# DESCRIPTION OF THE TASK:
Copy all of the records below verbatim.

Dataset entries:

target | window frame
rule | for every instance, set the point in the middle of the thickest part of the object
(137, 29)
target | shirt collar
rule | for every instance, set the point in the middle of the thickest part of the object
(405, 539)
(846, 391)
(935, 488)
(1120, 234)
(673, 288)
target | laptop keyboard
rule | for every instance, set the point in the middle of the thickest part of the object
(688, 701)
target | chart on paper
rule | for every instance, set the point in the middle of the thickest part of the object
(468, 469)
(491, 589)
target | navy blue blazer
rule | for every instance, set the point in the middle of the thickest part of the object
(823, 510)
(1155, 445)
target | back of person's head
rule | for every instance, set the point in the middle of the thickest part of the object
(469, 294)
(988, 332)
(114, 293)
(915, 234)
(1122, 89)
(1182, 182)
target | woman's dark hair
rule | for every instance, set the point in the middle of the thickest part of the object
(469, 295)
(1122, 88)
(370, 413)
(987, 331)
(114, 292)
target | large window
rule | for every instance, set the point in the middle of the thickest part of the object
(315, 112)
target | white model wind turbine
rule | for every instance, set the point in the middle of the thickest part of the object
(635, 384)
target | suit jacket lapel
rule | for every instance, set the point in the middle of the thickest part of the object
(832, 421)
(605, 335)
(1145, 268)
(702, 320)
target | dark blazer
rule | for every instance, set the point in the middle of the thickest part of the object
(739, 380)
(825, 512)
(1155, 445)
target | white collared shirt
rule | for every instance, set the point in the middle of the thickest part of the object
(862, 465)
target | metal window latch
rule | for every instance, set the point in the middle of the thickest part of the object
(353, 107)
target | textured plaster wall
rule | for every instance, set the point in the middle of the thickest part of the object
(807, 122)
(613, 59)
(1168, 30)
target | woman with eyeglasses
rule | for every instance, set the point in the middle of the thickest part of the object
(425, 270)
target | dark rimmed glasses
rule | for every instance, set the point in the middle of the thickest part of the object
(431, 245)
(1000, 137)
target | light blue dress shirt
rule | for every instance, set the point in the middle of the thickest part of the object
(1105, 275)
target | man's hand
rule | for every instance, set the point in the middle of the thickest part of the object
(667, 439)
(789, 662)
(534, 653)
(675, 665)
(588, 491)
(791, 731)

# RESPONSE TO THE TASK:
target | window frame
rule | for every instance, set the point in the middle of the thickest part of the object
(137, 29)
target | shirt collar
rule | for every instance, set the point in the middle of the thickest part of the object
(405, 539)
(846, 391)
(935, 488)
(1120, 234)
(673, 288)
target | laptop keyboard
rule | for every instance, set the point in the middle of the thickest part of the object
(688, 701)
target | chart on paper
rule | for every instance, set the point in the middle of the thickest part of the object
(468, 469)
(491, 589)
target | navy blue blazer
rule | for every instance, set the point in the middle of the thickest part of the object
(823, 510)
(1155, 445)
target | back of person's head
rule | for every instance, set the point in the middle of the thickest part of the object
(469, 294)
(988, 332)
(114, 293)
(915, 234)
(1122, 89)
(1182, 182)
target | woman's dark hair
rule | for every instance, set the point in the middle of the thickest part of the object
(469, 295)
(1122, 88)
(370, 413)
(987, 331)
(114, 292)
target | large window
rule | for every instance, set the point in the middle of the thickest part of the object
(315, 112)
target | white model wind turbine
rule | for every instance, set the point in the middle of the thickest part of the object
(635, 384)
target | suit jacket lapel
rule | for every instance, set the point in the middle of the thickest part of the object
(832, 421)
(605, 335)
(1145, 268)
(702, 320)
target | dark blazer
rule | for every instance, set the point in the middle of the thickest part of the object
(739, 380)
(825, 512)
(1155, 445)
target | white collared shirt
rule | for every instance, set the point in the middle of the thickest part of the object
(862, 465)
target | metal window latch
rule | for every instance, set the point in the middle of the thickest part of the object
(353, 107)
target | textured plaster wall
rule | for every instance, set the point in the middle of the thickest part of the object
(807, 122)
(613, 59)
(1168, 30)
target | woman with eyeglasses
rule | for every instance, set the point in the middle of the thickest part of the object
(425, 270)
target | dark rimmed glasses
rule | for every instance, set the point in the middle of the thickest part of the object
(431, 245)
(1000, 137)
target | light blue dress shirt
rule | for every instance, set the point in the middle of the thickest part of the object
(1105, 275)
target | man's hand
rule | for every instance, set the point in the middle of the thickest part of the object
(667, 439)
(789, 662)
(534, 653)
(675, 665)
(588, 491)
(791, 731)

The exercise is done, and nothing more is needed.